_Set problem_: Swap every "pin" in the entries below for "marker" and leave everything else unchanged. Omit the pictures from your output.
+++ Entries supplied +++
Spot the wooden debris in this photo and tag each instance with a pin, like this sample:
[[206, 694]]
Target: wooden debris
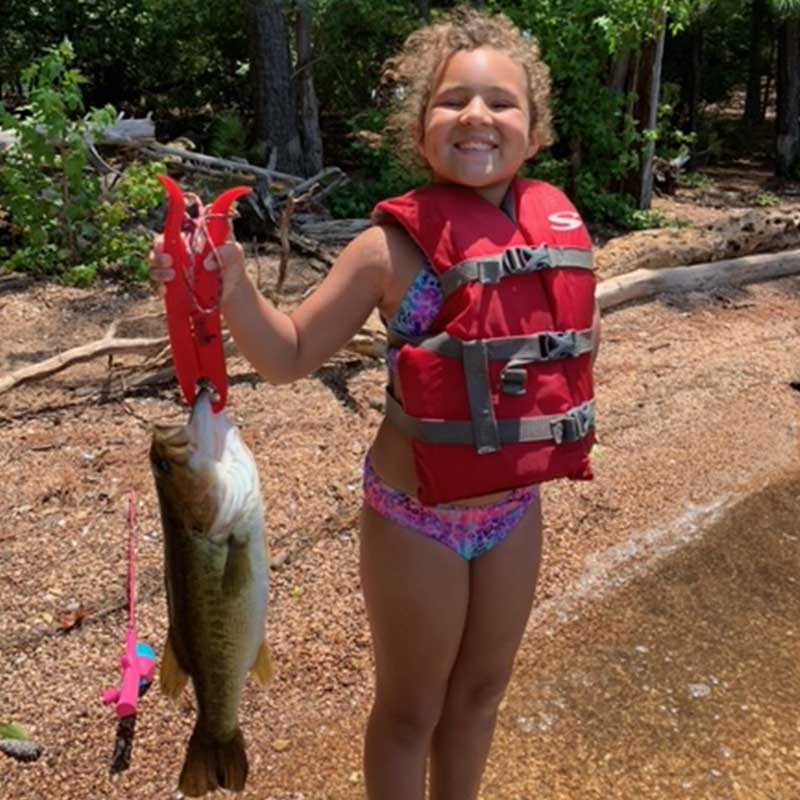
[[646, 282], [108, 345], [20, 750]]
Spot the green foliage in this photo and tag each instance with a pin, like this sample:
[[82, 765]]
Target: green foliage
[[381, 176], [13, 730], [767, 200], [695, 180], [227, 135], [67, 225], [352, 39]]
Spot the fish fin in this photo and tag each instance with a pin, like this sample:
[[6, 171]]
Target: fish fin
+++
_Correct output_:
Spot the wooden debris in this photo and tag each instance with a marker, like this sample:
[[206, 694]]
Target: wooden debris
[[646, 282], [108, 345], [20, 750]]
Spot the green foliage in this photo and tag each instance with a marker, like this sample:
[[82, 765]]
Target: green foliage
[[381, 176], [13, 730], [767, 200], [695, 180], [227, 135], [67, 225], [352, 39]]
Spot the fish fin in this photo and tag each instance with a marker, like this sample:
[[6, 171]]
Target: fish fin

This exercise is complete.